─── Catatan yang Digunakan ───

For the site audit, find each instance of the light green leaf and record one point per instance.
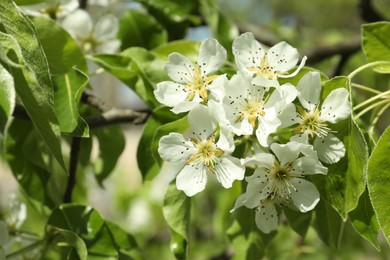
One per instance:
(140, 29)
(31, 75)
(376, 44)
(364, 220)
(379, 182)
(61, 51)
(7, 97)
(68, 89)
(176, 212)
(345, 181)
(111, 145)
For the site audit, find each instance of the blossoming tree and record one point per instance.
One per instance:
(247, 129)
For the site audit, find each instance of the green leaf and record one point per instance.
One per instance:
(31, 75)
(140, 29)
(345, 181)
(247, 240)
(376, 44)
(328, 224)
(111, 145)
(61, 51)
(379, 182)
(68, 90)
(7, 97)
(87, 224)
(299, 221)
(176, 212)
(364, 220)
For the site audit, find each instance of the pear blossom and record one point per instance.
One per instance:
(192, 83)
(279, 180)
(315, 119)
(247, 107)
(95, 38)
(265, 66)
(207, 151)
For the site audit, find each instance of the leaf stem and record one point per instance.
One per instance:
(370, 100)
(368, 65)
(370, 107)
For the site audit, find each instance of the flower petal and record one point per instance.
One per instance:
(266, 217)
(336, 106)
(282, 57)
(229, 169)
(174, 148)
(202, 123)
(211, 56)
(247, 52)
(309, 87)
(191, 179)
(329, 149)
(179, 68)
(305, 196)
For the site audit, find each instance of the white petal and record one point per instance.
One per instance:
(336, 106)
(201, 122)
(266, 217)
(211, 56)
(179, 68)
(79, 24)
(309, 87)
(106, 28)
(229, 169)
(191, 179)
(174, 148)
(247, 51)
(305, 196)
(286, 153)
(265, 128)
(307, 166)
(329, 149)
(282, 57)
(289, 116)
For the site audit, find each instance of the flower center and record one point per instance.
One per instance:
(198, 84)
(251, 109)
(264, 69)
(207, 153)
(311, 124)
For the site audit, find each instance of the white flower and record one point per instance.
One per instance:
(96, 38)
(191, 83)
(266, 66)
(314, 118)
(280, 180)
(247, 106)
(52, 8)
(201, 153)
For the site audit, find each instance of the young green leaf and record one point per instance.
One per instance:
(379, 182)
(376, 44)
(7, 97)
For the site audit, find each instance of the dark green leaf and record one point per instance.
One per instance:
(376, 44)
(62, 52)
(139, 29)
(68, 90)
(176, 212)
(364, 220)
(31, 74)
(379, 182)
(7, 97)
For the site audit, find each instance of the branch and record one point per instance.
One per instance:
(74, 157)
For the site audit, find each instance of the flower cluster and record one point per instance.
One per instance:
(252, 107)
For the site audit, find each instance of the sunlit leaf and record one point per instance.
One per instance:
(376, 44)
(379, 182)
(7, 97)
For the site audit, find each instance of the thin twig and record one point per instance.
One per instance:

───
─── Catatan yang Digunakan ───

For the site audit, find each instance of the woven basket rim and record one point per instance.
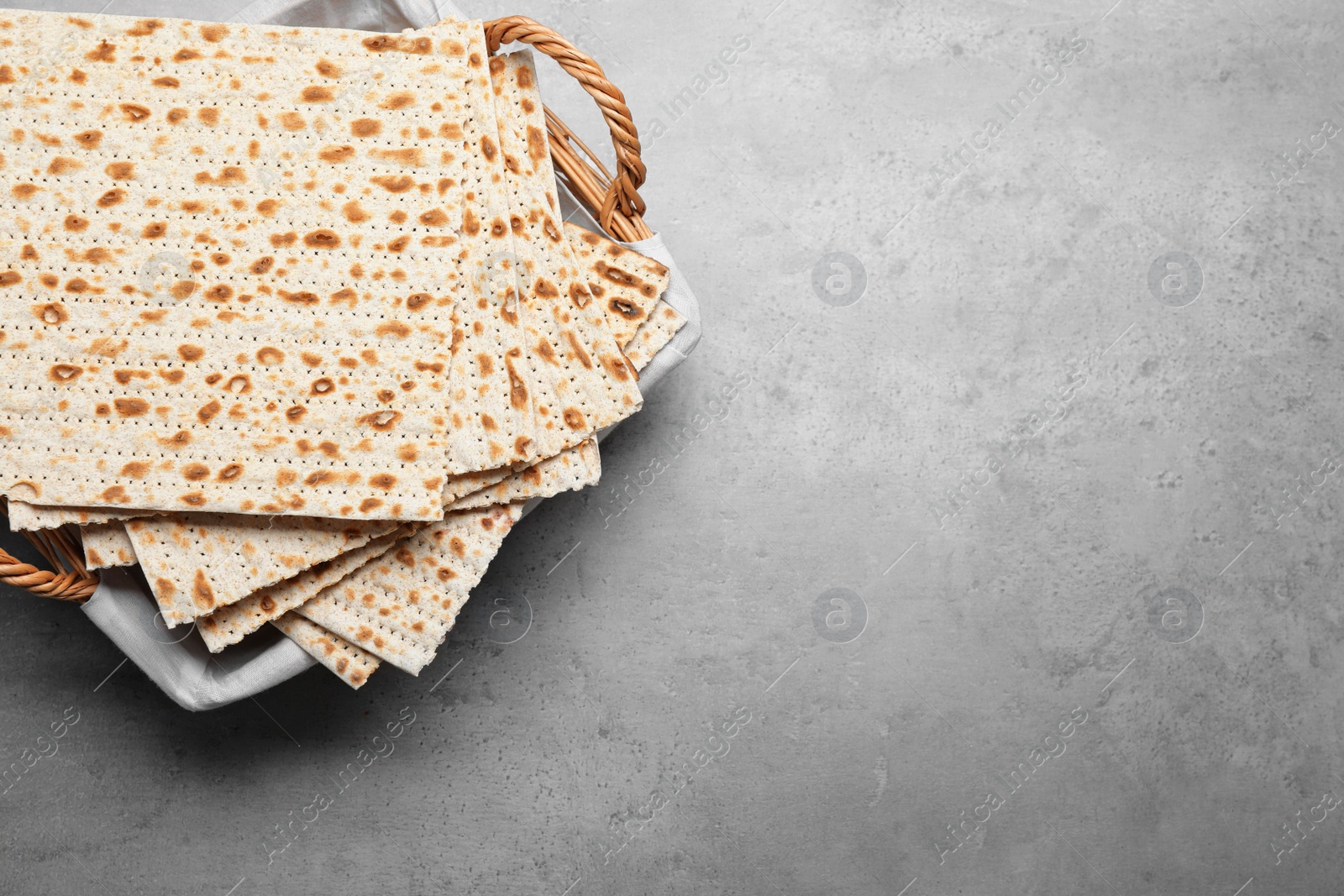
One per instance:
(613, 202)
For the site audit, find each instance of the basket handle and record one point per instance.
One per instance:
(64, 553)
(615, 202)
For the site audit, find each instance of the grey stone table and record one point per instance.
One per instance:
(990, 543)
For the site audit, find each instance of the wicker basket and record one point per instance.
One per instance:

───

Tugas: Hitung baris catatan yang memuat kata "basket" dengan memperhatikan huruf besar dan kecil, lalu tuliskan jumlahnya saja.

Jawaban: 3